GIVEN DATA
* * * * *

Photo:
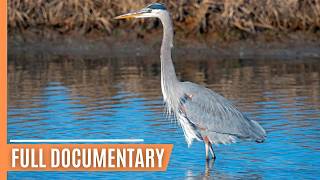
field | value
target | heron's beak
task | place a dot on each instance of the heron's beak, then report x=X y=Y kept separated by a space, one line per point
x=129 y=15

* * * * *

PROBLEM STATEMENT
Copy the rows above again, swapping "heron's beak" for "heron's bill" everywhere it appears and keeping everything else the same. Leave the pictures out.

EXERCISE SOLUTION
Photo:
field | value
target | heron's bill
task | place a dot on each instance of the heron's bill, then report x=X y=Y kept separated by a space, one line per point
x=129 y=15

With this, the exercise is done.